• **WHAT IS ASKED**:
Repeat, exactly and completely, the material that follows. Omit the pictures.

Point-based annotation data
○ ○ ○ ○
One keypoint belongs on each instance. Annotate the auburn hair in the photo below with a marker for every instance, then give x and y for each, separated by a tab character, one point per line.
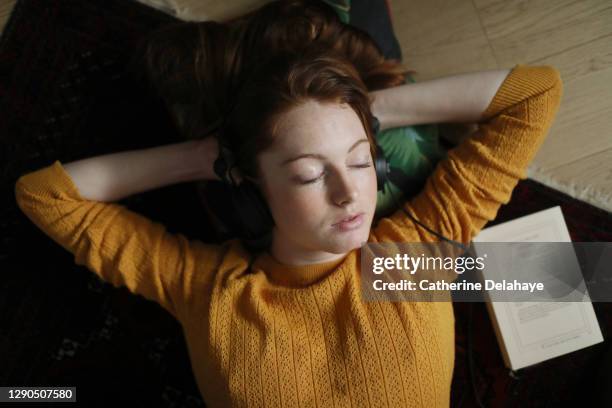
248	71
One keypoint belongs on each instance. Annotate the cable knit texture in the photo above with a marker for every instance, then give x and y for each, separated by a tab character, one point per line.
263	334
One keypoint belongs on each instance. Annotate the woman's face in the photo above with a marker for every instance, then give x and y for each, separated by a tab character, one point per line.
318	172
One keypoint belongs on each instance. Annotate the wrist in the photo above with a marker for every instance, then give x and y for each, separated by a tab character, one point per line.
203	153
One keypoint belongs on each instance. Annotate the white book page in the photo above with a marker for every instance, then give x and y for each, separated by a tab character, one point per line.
537	331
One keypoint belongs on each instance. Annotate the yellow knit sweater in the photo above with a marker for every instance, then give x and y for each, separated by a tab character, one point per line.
263	334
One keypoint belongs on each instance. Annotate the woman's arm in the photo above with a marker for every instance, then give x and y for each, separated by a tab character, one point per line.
112	177
458	98
470	184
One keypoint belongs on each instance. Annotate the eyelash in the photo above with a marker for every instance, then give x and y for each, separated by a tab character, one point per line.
360	166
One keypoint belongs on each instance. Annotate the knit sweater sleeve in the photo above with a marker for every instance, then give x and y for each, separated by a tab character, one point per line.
468	187
120	246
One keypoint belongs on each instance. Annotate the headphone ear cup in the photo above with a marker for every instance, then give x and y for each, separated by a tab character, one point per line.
253	212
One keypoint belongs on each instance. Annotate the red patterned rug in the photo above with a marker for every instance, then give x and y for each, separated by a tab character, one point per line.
64	95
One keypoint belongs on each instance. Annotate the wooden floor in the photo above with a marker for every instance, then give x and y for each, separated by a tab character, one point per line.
444	37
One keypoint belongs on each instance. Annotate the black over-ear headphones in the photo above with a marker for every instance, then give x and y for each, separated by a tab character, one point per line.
250	207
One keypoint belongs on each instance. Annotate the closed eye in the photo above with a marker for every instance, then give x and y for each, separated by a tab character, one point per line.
359	166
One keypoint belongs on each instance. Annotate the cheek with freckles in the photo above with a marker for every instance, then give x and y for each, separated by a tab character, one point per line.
298	211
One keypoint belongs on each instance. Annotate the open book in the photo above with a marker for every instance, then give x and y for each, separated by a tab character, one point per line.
532	332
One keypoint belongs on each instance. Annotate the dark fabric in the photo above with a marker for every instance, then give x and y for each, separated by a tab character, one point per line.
374	17
64	95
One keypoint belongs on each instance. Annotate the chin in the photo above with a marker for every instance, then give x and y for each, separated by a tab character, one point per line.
349	242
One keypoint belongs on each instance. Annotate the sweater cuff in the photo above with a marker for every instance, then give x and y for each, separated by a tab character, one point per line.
523	82
50	181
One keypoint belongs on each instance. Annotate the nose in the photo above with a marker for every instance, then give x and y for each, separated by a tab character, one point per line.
344	189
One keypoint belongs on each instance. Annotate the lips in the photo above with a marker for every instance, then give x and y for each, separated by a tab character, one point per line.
347	219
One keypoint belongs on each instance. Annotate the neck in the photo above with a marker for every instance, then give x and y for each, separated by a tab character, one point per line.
284	252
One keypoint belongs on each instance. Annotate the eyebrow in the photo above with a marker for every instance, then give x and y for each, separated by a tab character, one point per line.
319	156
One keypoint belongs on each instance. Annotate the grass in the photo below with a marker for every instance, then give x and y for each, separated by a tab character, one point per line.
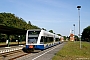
4	43
72	51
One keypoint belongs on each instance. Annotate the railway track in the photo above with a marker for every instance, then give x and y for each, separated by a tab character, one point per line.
12	55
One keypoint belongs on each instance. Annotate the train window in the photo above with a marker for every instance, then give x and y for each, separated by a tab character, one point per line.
33	32
42	40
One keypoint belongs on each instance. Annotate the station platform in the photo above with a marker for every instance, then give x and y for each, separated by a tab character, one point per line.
11	48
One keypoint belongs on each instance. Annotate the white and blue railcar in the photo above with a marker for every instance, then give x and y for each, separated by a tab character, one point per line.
40	39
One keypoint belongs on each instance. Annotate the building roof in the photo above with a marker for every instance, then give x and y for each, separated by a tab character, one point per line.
11	30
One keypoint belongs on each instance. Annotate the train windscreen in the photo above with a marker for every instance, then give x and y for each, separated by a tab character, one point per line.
33	32
33	36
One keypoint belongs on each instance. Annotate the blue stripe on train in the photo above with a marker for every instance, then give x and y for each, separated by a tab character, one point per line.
40	47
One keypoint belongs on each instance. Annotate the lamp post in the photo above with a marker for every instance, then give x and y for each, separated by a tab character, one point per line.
79	23
74	31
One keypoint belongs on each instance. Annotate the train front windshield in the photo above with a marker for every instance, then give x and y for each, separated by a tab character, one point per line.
33	36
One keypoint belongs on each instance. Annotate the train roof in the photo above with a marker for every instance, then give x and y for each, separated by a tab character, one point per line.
34	30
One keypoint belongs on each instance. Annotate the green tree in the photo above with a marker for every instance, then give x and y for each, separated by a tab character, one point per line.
44	29
59	34
86	34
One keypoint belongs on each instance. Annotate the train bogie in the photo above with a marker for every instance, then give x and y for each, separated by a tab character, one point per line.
40	39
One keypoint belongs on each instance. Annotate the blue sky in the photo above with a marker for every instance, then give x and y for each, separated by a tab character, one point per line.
56	15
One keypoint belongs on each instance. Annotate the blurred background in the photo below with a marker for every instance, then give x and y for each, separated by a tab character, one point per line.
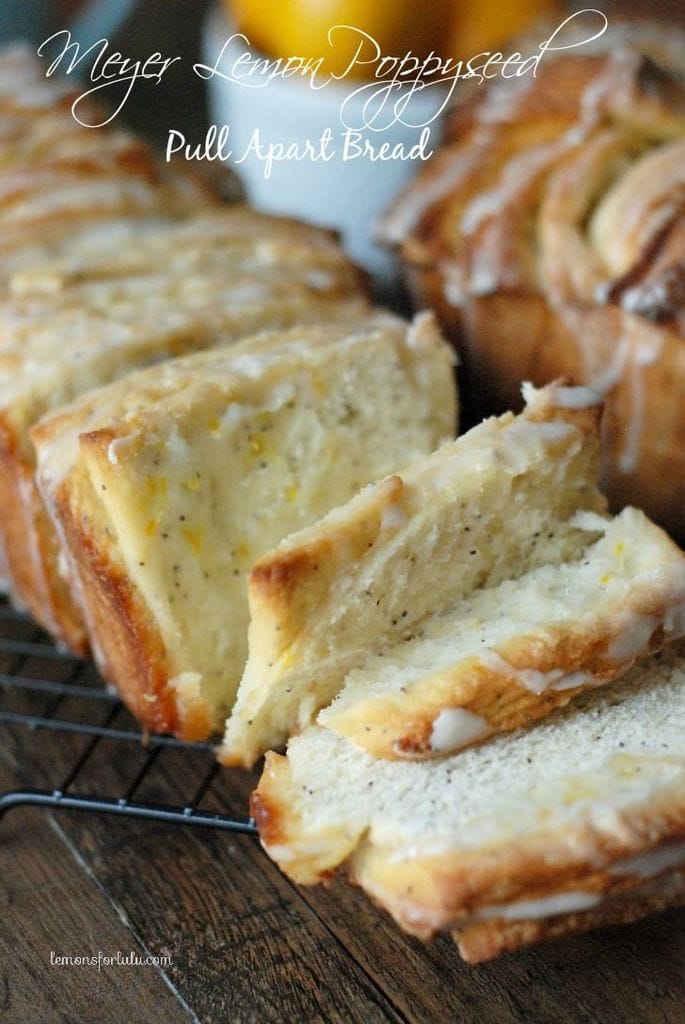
348	196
○ ○ ○ ○
• **ANSWER BELOW**:
One keypoint belongs on each instance. Annotate the auburn hair in the photo below with a marker for every instance, then give x and y for each, separated by a tab character, one point per line.
248	71
One keypoint belongs on each instance. Annotate the cable knit texture in the photo above with a marker for every instance, then give x and y for each, separated by a tab character, one point per line.
263	334
One keypoint belongs on each instance. Annotate the woman's face in the photo above with a marker for every instance, then give x and y for each, separated by a tab character, one point per line.
318	172
One keypoint belongs on each instance. Annotate the wrist in the photo above with a marker for every instance, then give x and y for each, separated by a tab character, one point per line.
203	153
One keypoint belongs on each instance. Annotate the white book page in the photo above with a marker for every instance, then give x and y for each, separated by a tab character, one point per line.
537	331
One keypoint belongs on each instance. Annotate the yellow knit sweater in the photo above with a marker for every instance, then give x and y for each, separated by a tab character, one point per line.
263	334
One keypoint belongs on each instance. Annotate the woman's arm in the photo above with a marker for every instance, then give x and y for each, separated by a tab character, one point per line.
112	177
458	98
470	184
One keypoint belongs on each instance. Annotate the eyelash in the photo above with a marker for every instance, then give x and y for each, separated by a tab character, one point per line.
360	166
One keypoint belongs on each instance. Annotate the knit sweater sleeve in the photo above with a marker for every instance, then give x and y for each, separated by a tab character, one point per line.
468	187
120	246
One keypoint belongs on each instance. Annotate the headphone ear cup in the photo above with a marker for every instance, then give x and y for each, separated by a tab character, one point per line.
253	212
One keypoint belongs on each instance. Annotate the red patterned rug in the photo above with a marker for every instance, then give x and y for each, separated by a tab character, one point per line.
64	95
One keypoint belongs on each instance. Annotate the wooden floor in the photo above with a marker for every instance, then give x and y for each, separated by a tab character, one point per line.
444	37
One keypoint belongs on each instance. Annotate the black over-ear headphones in the photo above with a marker for every instance, then give x and y for each, separated by a tab character, one point per line.
250	207
One keypoint belongs on each instance. Annotate the closed eye in the photo above with a marker for every instance, then give x and y for each, separated by a tab character, one point per line.
359	166
One keypoint belongs on each instance. Annotate the cheek with freckles in the photo above with a marker for every instance, then give x and y for each, separated by a tab character, one point per line.
298	211
One keypoint belongs on each instance. Annotate the open book in the photo above with a marker for every instance, then give x and y for each, separated by a tab character, one point per line.
532	332
One keypoint belongs on each instance. Annotate the dark fabric in the photo above with a marker for every instance, then give x and y for each, separated by a tab character, one point per line.
374	17
64	95
One keypoint belongs on each instance. Annotate the chin in the photo above with a marker for every instance, then give x and y for each, separated by a tab character, one point per line.
349	242
One keypoint belongs on each instance. Annotate the sweater cuff in the photo above with a marker for every instance, then give x and y for each, separated by a tab character, one point per line.
523	82
50	181
One keypoint belongs on each instance. Annotate the nose in the photo above with a marker for every instance, then give x and y for each, separated by a tab character, one point per line.
344	189
One keypoint belongs on each instance. Annotate the lips in the photo above with a marker for every instance, then give x and y for each, separated by a tab character, one point per line.
347	219
One keypoint belongs on each instance. Annotate the neck in the photo above with a marker for every instance, then give x and y for each, separated by a tab character, one point per line.
284	252
One keypoint belongs on each instance. Annotate the eyebrow in the photo above with a marker for every instance, then give x and y for each, separated by a tab character, one point per line.
319	156
One keypoint belongs on each instance. Annotate the grass in the photo below with a marker for every instance, then give x and y for each, separated by a tab character, one point per line.
4	43
72	51
One keypoint belongs on each instance. Annotate the railway track in the photo above with a marker for every instance, then give x and y for each, separated by a tab character, one point per line.
12	55
One keypoint belongs on each instance. Annotate the train window in the photo above with a marker for every instance, then give x and y for each, separated by a tab character, one point per line.
33	32
42	40
One keypoint belongs on each instance. Annotate the station platform in the photo above with a marker for every instance, then give x and y for each, separated by a tab character, one point per line.
11	48
One keypoint belongs on each instance. Annotate the white and blue railcar in the photo above with a marker for every instance, then give x and y for each, separated by a tab character, one point per line.
40	39
One keypoint belongs on each instance. Annotate the building roof in the photo above with a marker for every instance, then give x and y for each, separated by a tab character, one point per line.
11	30
One keypoint belongs on each instance. Annotate the train windscreen in the photo above with a marker for every instance, then give x and y for each, separated by a tab character, one point per line.
33	32
33	36
One keypoint belongs on each instance. Annotate the blue stripe on train in the photo above with a marker for every instance, then give x and y for each, separated by a tab character, one point per line.
40	47
One keypoint belongs on each instance. Annotate the lamp post in the photo above with a marker for every instance, then give x and y for each, separated by a tab character, one point per line.
79	23
74	31
One keypoint belongs on each instance. Annotate the train front windshield in the photo above with a marker for every instance, then give x and y for each, separated by a tab character, one point per line.
33	36
One keypoint belongs on each instance. Annotate the train roof in the photo above with a marker for every instance, then give x and y for each, separated by a tab character, one point per line.
34	30
One keypoint belongs on each instance. Annotate the green tree in the photo above with a marker for every instance, then give x and y for each, separated by a tab character, one point per line.
44	29
59	34
86	34
One keypoint belongs on each instance. Annotate the train bogie in the photo above with a marker for every instance, then give x and y for each, separated by a tab character, one point per line.
40	39
One keypoint belongs on each instance. Annotate the blue sky in the photo above with a marker for every instance, then give x and y for each, separated by a tab character, one point per line.
56	15
One keypoint belongs on each instance. Annotate the blurred background in the photo below with a marker for every instance, then give x and y for each, separated by a tab character, one point per line.
348	196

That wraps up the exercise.